(Records from a data source)
________________

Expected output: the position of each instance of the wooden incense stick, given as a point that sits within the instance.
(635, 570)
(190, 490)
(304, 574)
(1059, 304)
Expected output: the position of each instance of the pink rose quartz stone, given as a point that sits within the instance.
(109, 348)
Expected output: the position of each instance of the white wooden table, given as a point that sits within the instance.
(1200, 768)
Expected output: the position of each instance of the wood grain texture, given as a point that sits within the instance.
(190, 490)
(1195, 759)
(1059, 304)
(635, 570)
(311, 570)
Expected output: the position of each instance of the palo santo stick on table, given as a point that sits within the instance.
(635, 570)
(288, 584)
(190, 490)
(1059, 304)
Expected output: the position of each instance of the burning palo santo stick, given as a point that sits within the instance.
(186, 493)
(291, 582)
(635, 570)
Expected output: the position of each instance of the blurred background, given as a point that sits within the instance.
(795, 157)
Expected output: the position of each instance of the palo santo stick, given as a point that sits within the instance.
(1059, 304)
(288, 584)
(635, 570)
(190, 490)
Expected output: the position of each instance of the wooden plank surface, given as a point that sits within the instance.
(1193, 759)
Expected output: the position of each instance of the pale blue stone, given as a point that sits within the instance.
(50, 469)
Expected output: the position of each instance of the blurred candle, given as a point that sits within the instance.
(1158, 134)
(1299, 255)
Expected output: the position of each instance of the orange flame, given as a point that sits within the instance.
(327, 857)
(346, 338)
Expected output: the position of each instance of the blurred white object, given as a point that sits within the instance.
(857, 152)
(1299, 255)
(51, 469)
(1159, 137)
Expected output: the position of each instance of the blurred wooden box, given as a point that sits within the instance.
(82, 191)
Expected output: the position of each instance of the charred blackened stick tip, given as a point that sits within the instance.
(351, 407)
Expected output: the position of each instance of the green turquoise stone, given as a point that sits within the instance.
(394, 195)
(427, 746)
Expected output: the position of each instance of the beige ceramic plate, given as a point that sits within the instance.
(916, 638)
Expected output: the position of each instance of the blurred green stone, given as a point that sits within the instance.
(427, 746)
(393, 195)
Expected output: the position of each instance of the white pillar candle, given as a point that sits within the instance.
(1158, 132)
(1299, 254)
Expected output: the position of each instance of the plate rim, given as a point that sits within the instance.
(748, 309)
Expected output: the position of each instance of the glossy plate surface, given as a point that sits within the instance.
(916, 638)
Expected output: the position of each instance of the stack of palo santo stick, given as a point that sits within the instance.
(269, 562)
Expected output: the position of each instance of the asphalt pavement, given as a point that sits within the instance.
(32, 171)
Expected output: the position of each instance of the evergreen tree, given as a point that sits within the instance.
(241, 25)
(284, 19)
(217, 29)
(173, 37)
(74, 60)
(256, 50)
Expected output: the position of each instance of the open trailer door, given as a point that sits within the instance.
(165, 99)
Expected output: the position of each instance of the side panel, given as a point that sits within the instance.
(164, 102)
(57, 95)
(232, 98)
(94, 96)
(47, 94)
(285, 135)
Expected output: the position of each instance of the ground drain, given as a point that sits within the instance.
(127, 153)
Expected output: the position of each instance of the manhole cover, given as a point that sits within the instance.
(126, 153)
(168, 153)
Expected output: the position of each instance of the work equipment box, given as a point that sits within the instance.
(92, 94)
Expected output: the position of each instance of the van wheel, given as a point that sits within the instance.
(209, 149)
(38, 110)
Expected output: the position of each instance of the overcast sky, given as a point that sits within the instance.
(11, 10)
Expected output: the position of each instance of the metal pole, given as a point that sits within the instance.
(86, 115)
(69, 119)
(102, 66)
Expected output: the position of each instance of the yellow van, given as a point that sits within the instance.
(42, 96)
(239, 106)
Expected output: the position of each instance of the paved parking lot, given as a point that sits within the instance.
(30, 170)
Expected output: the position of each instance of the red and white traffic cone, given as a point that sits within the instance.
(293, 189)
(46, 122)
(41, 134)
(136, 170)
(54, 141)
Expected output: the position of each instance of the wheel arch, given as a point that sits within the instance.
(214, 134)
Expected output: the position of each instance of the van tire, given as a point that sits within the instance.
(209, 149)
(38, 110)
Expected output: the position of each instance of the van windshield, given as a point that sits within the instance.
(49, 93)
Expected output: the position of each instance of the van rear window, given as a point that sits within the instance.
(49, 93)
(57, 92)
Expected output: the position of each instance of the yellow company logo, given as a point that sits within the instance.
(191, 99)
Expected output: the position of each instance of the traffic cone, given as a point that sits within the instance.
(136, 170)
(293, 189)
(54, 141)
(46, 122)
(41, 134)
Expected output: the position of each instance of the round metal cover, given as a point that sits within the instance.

________________

Work to be completed
Word for word, write out all of the entries.

Solution to this exercise
Expected output: the position of each instance of the wooden incense stick, given as a point that sits within the instance.
(635, 570)
(190, 490)
(304, 574)
(1059, 304)
Expected output: the position of each instance of the pink rose quartz stone, given as a point that sits within the instance.
(109, 348)
Expected output: the position of each instance of the white wooden table, given as a point that sits within the instance.
(1200, 768)
Expected output: the position of each instance of the wood grain texture, given as a point that sits within the instance.
(190, 490)
(1195, 759)
(1059, 304)
(635, 570)
(311, 570)
Expected output: the position of each instance of the palo santo stick on table, given as a point that sits within the instance.
(635, 570)
(288, 584)
(190, 490)
(1059, 304)
Expected output: the position of each instance of the burning palo santo stick, given as a point that sits within the instance.
(186, 493)
(291, 582)
(635, 570)
Expected output: the position of each instance of the blurred background, given as a point that sits within the instance.
(795, 157)
Expected output: the position of each instance of the palo santo stick, given as a point that sits within the instance.
(1059, 304)
(288, 584)
(635, 570)
(190, 490)
Expected output: the position of each instance of the wooden plank surface, given as a point that sits within the instance.
(1193, 759)
Expected output: the position of each instance of the pale blue stone, given as a point that sits within the instance.
(50, 469)
Expected output: the position of each instance of the blurred candle, given as a point that sits within the instance.
(1158, 134)
(1299, 255)
Expected output: the position of each instance of the orange flame, given as a point that sits within the instance.
(327, 857)
(346, 338)
Expected output: the position of each instance of the blurred white object, given as a point that sits within the instance.
(857, 152)
(1299, 255)
(51, 469)
(1159, 137)
Expected output: the position of each instance of the blurred wooden box, given as a point that sits within the instance.
(82, 191)
Expected output: the position of each instance of the charred blackened stick tip, given as a point that sits within the instance.
(351, 407)
Expected output: the position of each instance of the green turquoise stone, given as a point that sits within the instance.
(394, 195)
(427, 746)
Expected output: the position of each instance of the beige ceramic plate, given as a point that sits within the instance.
(916, 638)
Expected output: the position of each instance of the blurred green stone, given as a point that sits within the instance.
(427, 746)
(393, 195)
Expected output: the position of each instance of the white pillar candle, given as a point that sits within the instance.
(1158, 132)
(1299, 254)
Expected output: the position of each instance of the plate rim, given as a point that sits within the instance.
(748, 309)
Expected output: the position of each instance of the glossy plate surface, given as a point that sits within the instance.
(916, 638)
Expected output: the position of each instance of the stack of palo santo stick, given as a point that sits within the instance.
(269, 562)
Expected output: the position of each instance of the asphalt pavement, given as a point that sits within the instance.
(32, 171)
Expected output: the position of each instance of the evergreen tree, given as a point that sits within the instance.
(241, 25)
(284, 19)
(217, 29)
(173, 37)
(74, 60)
(256, 50)
Expected output: the position of each instance of the open trailer door, given as a point that sits within the instance.
(165, 99)
Expected output: the position of each instance of the side panel, given as a point that sits within the instance.
(164, 102)
(57, 95)
(232, 98)
(94, 96)
(47, 94)
(285, 135)
Expected output: the position of each instance of the ground drain, given as a point that sits within the instance.
(127, 153)
Expected output: the position of each instance of the manhole cover, given as a point that sits within the instance.
(126, 153)
(168, 153)
Expected output: the position of each instance of the work equipment box, given as a point that sits within the instance.
(92, 94)
Expected output: the position of each instance of the van wheel, given as a point that sits within the instance.
(209, 149)
(38, 110)
Expected output: the position of each instance of the overcast sky, given as a point that sits within the instance.
(11, 10)
Expected output: the position of each instance of the metal pole, given as a point that sits within the instance.
(86, 115)
(69, 119)
(102, 66)
Expected output: the position of each instance of the yellow van, given as a point that sits within the instance.
(42, 96)
(239, 106)
Expected output: the position of each instance of the paved parking lot, given as a point that sits within the instance.
(30, 170)
Expected output: the position of each instance of the red and white traffic cone, given as a point that sits within the instance.
(293, 189)
(46, 122)
(41, 134)
(136, 170)
(54, 141)
Expected output: the position of each instance of the wheel arch, given as a point that sits within the instance.
(214, 134)
Expected output: the position of each instance of the van tire, given as a point that sits within the instance.
(209, 149)
(38, 110)
Expected output: the position of each instance of the van windshield, given as a point that sits within the instance.
(49, 93)
Expected output: the position of each instance of the van rear window, given as a point that sits within the instance.
(49, 93)
(57, 92)
Expected output: the position of each instance of the yellow company logo, given as a point that sits within the instance.
(191, 99)
Expected output: the position of each instance of the traffic cone, given as a point that sits within the instance.
(136, 170)
(293, 189)
(54, 141)
(46, 122)
(41, 134)
Expected output: the position of each instance of the round metal cover, given as a point that sits within the instance.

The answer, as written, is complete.